In the current setting where foreign exchange is available for almost anything, one has to say that there seems to be hardly any advantage of having a resident foreign currency (domestic) account, for any resident who is not undertaking regular forex transactions.
However those who do undertake regular foreign currency transactions might benefit as it saves them not only the cost of converting rupees into forex and then back to rupees, (conversion cost) but also some very valuable time.
For reasons best known to the R.B.I. no interest will however be paid on the balances in these accounts, even at a time when the interest rates are at an all time low, and for this reason it might not make any sense to have a forex account when any currency can be converted into rupees, and invested with better returns in any interest bearing account. All it takes to buy forex from a bank is a legitimate purpose. Besides with the rupee currently showing strength against the dollar, the possibility of making exchange gains by holding foreign currency is a matter of pure gamble. However the new facility's progress shall be checked after a year and the scheme may be further modified or liberalized after the R.B.I. gets in a years feedback, and only time will tell if these accounts become interest bearing in a year or that the scheme is pulled back.
Regardless of what happens one may currently feel that the days ahead may have overseas investment by resident Indians and it may not take long before a resident Indian can have a shareholding in companies like Microsoft.

■ Exercise requirements
1. Answer these questions about the passage on resident foreign currency accounts:
(a) Besides the conversion cost, what do people who regularly undertake foreign currency transactions save?
(b) What does it take to buy forex from a bank?
(c) After how long will the progress of the new facility be checked?
2. Rewrite the passage on resident foreign currency accounts from "In the current" to "regular forex transactions.", changing "forex" to "currency exchange".

■ Provided material
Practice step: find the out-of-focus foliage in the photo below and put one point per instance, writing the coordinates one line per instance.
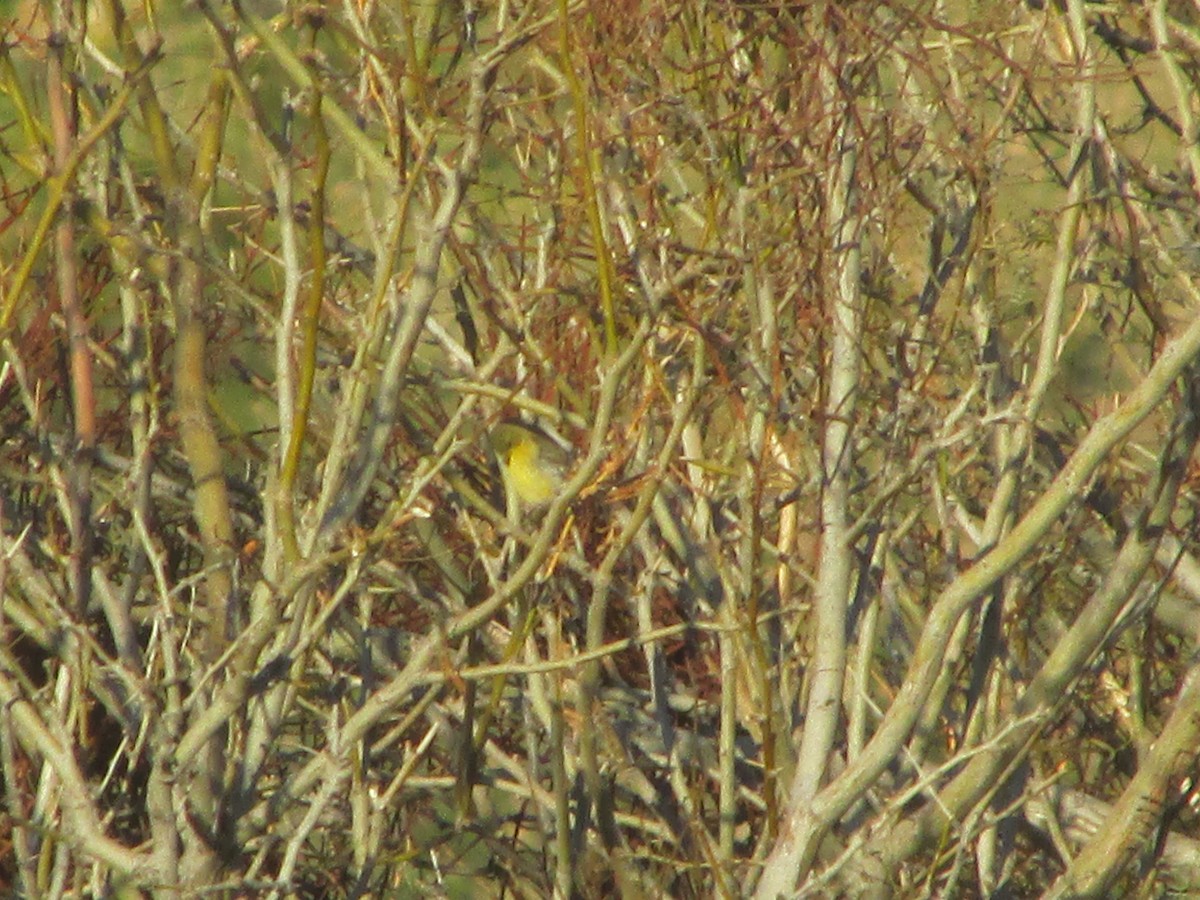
(867, 334)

■ Responses
1.
(a) Very valuable time.
(b) A legitimate purpose.
(c) After a year.

2.
In the current setting where foreign exchange is available for almost anything, one has to say that there seems to be hardly any advantage of having a resident foreign currency (domestic) account, for any resident who is not undertaking regular currency exchange transactions.